Your assignment:
Repeat the records below exactly.
Source material: Begin
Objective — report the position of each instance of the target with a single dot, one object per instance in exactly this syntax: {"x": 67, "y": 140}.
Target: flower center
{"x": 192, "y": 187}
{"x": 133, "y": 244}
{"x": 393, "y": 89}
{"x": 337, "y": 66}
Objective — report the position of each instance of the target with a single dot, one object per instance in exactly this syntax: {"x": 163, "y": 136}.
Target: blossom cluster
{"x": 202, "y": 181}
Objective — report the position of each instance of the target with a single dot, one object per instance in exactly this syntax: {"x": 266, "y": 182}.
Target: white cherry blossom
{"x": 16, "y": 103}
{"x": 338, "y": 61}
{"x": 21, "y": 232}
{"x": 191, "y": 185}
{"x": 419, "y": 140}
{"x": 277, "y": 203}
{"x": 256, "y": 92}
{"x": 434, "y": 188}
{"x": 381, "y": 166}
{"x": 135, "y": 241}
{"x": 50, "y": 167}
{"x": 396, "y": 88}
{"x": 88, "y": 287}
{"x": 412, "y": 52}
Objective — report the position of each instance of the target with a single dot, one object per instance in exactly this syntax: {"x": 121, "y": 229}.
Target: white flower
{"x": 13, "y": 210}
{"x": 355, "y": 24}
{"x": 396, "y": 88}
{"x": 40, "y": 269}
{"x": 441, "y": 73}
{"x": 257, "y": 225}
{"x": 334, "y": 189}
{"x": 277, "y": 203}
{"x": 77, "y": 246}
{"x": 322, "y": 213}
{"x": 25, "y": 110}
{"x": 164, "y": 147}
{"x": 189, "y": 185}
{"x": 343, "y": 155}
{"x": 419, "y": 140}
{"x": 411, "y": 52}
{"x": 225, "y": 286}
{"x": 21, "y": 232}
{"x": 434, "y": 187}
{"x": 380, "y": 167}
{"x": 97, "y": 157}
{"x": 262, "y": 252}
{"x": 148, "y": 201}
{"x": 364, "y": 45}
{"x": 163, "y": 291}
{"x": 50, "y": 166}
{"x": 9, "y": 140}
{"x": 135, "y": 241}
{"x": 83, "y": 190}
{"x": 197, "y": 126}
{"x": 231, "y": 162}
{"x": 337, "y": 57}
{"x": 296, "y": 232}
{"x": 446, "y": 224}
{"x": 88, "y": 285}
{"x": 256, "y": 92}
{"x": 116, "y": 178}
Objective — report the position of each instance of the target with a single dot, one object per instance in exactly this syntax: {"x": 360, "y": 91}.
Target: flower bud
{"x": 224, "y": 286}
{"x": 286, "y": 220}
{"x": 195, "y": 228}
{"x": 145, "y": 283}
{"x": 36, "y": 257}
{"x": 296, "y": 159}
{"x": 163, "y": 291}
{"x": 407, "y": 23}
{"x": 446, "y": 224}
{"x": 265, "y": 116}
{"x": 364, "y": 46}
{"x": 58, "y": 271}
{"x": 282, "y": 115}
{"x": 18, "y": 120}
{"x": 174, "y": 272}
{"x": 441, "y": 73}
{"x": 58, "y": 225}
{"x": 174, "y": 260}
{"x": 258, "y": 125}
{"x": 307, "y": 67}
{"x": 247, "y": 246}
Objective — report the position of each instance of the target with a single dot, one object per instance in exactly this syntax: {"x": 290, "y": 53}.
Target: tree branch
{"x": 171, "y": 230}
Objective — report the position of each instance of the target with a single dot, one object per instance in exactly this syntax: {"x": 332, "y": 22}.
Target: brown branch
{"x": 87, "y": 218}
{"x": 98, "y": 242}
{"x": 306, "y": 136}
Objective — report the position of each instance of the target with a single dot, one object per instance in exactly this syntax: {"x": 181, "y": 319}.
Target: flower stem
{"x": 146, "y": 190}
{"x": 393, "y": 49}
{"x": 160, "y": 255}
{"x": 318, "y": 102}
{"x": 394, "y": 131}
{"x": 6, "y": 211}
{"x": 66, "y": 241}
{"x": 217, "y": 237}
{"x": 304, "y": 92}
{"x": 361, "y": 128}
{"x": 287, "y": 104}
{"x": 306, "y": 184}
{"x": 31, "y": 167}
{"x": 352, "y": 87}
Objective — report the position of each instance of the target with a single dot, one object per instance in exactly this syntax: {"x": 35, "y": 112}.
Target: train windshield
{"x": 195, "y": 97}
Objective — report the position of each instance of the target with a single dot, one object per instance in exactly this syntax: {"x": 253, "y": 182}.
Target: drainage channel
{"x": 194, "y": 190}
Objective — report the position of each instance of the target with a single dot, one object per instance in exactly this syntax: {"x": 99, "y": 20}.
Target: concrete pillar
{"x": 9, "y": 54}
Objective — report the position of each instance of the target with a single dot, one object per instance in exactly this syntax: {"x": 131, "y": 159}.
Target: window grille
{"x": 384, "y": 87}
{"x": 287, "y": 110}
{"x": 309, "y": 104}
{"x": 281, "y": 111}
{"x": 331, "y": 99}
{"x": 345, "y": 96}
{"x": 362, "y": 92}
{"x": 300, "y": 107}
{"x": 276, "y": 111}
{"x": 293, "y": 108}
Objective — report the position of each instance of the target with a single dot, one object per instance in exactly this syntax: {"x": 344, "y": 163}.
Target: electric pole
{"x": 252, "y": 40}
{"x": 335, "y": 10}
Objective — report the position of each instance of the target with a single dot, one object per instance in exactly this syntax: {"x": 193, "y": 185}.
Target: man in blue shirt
Source material: End
Problem solution:
Objective — report the position of each instance of the target with a single dot, one object per instance in exactly this syntax: {"x": 67, "y": 140}.
Target: flower center
{"x": 192, "y": 187}
{"x": 133, "y": 244}
{"x": 393, "y": 89}
{"x": 337, "y": 66}
Objective — report the position of each instance of the target with a single dot, one object per instance in exactly this syntax: {"x": 163, "y": 136}.
Target: blossom cluster
{"x": 202, "y": 181}
Objective — report the position of each instance of the target with a single dot, one object per instance in exactly this syntax: {"x": 266, "y": 182}.
Target: white cherry blossom
{"x": 16, "y": 103}
{"x": 338, "y": 61}
{"x": 21, "y": 232}
{"x": 191, "y": 185}
{"x": 419, "y": 140}
{"x": 277, "y": 203}
{"x": 256, "y": 92}
{"x": 434, "y": 188}
{"x": 381, "y": 166}
{"x": 135, "y": 241}
{"x": 50, "y": 167}
{"x": 396, "y": 88}
{"x": 88, "y": 287}
{"x": 412, "y": 52}
Objective — report the position of each instance of the target with a single dot, one object per instance in exactly this syntax: {"x": 121, "y": 229}.
Target: white flower
{"x": 13, "y": 210}
{"x": 355, "y": 24}
{"x": 396, "y": 88}
{"x": 40, "y": 269}
{"x": 441, "y": 73}
{"x": 257, "y": 225}
{"x": 334, "y": 189}
{"x": 277, "y": 203}
{"x": 77, "y": 246}
{"x": 322, "y": 213}
{"x": 25, "y": 110}
{"x": 164, "y": 147}
{"x": 189, "y": 185}
{"x": 343, "y": 155}
{"x": 419, "y": 140}
{"x": 411, "y": 52}
{"x": 225, "y": 286}
{"x": 21, "y": 232}
{"x": 434, "y": 187}
{"x": 380, "y": 167}
{"x": 97, "y": 157}
{"x": 262, "y": 252}
{"x": 148, "y": 201}
{"x": 364, "y": 45}
{"x": 163, "y": 291}
{"x": 50, "y": 166}
{"x": 9, "y": 140}
{"x": 135, "y": 241}
{"x": 83, "y": 190}
{"x": 197, "y": 126}
{"x": 231, "y": 162}
{"x": 337, "y": 57}
{"x": 296, "y": 232}
{"x": 446, "y": 224}
{"x": 88, "y": 285}
{"x": 256, "y": 92}
{"x": 116, "y": 178}
Objective — report the position of each instance of the target with a single dot, one object per instance in exactly this syntax: {"x": 360, "y": 91}.
Target: flower bud
{"x": 224, "y": 286}
{"x": 286, "y": 220}
{"x": 195, "y": 228}
{"x": 145, "y": 283}
{"x": 36, "y": 257}
{"x": 296, "y": 159}
{"x": 163, "y": 291}
{"x": 407, "y": 23}
{"x": 446, "y": 224}
{"x": 265, "y": 116}
{"x": 364, "y": 46}
{"x": 58, "y": 271}
{"x": 282, "y": 115}
{"x": 18, "y": 120}
{"x": 174, "y": 272}
{"x": 441, "y": 73}
{"x": 58, "y": 225}
{"x": 174, "y": 260}
{"x": 258, "y": 125}
{"x": 307, "y": 67}
{"x": 247, "y": 246}
Objective — report the position of each instance of the target with a single dot, one object per instance in exactly this syntax: {"x": 290, "y": 53}.
Target: tree branch
{"x": 171, "y": 230}
Objective — report the position of each instance of the target with a single dot, one object per instance in exactly this syntax: {"x": 332, "y": 22}.
Target: brown branch
{"x": 87, "y": 218}
{"x": 98, "y": 242}
{"x": 306, "y": 136}
Objective — report the position of each instance of the target with a single dot, one object per instance in exactly this syntax: {"x": 181, "y": 319}.
Target: flower stem
{"x": 146, "y": 190}
{"x": 393, "y": 49}
{"x": 160, "y": 255}
{"x": 318, "y": 102}
{"x": 394, "y": 131}
{"x": 6, "y": 211}
{"x": 66, "y": 241}
{"x": 217, "y": 237}
{"x": 304, "y": 92}
{"x": 361, "y": 128}
{"x": 287, "y": 104}
{"x": 306, "y": 184}
{"x": 31, "y": 167}
{"x": 352, "y": 87}
Objective — report the position of each instance of the target with a single dot, one object per instance in exactly this syntax: {"x": 35, "y": 112}.
Target: train windshield
{"x": 195, "y": 97}
Objective — report the position of each instance of the target with a single dot, one object per instance in exactly this syntax: {"x": 253, "y": 182}.
Target: drainage channel
{"x": 194, "y": 190}
Objective — report the position of each instance of the target with a single dot, one object per instance in exactly this syntax: {"x": 99, "y": 20}.
Target: concrete pillar
{"x": 9, "y": 54}
Objective — report the position of each instance of the target with a single dot, one object per instance in exactly this syntax: {"x": 131, "y": 159}.
Target: window grille
{"x": 384, "y": 87}
{"x": 287, "y": 110}
{"x": 309, "y": 104}
{"x": 281, "y": 111}
{"x": 331, "y": 99}
{"x": 345, "y": 96}
{"x": 362, "y": 92}
{"x": 300, "y": 107}
{"x": 276, "y": 111}
{"x": 293, "y": 108}
Objective — report the position of each instance of the target with a single dot, one object per instance in exactly this syntax: {"x": 344, "y": 163}.
Target: electric pole
{"x": 252, "y": 40}
{"x": 335, "y": 10}
Objective — report the position of each instance of the target with a single dot, one object per instance in exactly this syntax: {"x": 193, "y": 185}.
Target: man in blue shirt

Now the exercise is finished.